▶ Working data:
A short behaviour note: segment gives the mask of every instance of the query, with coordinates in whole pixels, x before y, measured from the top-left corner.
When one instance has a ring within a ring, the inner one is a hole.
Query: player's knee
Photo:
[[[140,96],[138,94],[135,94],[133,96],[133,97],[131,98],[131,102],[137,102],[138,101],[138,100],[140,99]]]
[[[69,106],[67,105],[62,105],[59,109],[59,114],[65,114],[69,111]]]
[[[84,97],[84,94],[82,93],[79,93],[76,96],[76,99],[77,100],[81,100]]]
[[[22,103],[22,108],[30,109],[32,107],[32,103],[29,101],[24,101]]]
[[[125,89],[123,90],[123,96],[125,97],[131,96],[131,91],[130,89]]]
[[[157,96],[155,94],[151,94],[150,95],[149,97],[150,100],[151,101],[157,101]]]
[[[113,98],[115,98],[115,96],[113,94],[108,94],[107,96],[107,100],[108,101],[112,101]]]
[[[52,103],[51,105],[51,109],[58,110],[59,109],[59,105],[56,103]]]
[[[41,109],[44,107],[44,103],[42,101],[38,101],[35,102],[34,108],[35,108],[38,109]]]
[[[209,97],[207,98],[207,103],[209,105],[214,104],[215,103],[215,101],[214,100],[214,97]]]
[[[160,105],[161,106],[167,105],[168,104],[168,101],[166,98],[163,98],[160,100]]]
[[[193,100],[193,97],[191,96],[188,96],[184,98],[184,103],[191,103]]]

▶ Problem description: Reproduce all of the data above verbatim, line for line, without changing anything.

▶ Expected answer:
A short behaviour note: segment gives the mask of every instance of the query, with coordinates in whole pixels, x before y, measured from the top-left corner.
When one instance has a ring within a ring, the inner one is a hole.
Query: player's knee
Photo:
[[[140,96],[138,94],[135,94],[133,96],[133,97],[131,98],[131,102],[137,102],[138,101],[138,100],[140,99]]]
[[[69,106],[67,105],[62,105],[59,109],[59,114],[65,114],[69,111]]]
[[[84,97],[84,94],[82,93],[79,93],[76,96],[76,99],[77,100],[81,100]]]
[[[22,103],[22,108],[30,109],[32,107],[32,103],[29,101],[24,101]]]
[[[125,89],[123,90],[123,96],[125,97],[131,96],[131,91],[130,89]]]
[[[157,96],[155,94],[151,94],[150,95],[149,97],[150,100],[151,101],[157,101]]]
[[[113,98],[115,98],[115,96],[113,94],[108,94],[107,96],[107,100],[108,101],[112,101]]]
[[[52,103],[51,105],[51,109],[58,110],[59,109],[59,105],[56,103]]]
[[[41,109],[44,107],[44,103],[42,101],[38,101],[35,102],[34,108],[35,108],[38,109]]]
[[[209,97],[207,98],[207,103],[209,105],[214,104],[215,103],[215,101],[214,100],[214,97]]]
[[[160,105],[161,106],[167,105],[168,104],[168,101],[166,98],[163,98],[160,100]]]
[[[193,100],[193,97],[191,96],[188,96],[184,98],[184,103],[191,103]]]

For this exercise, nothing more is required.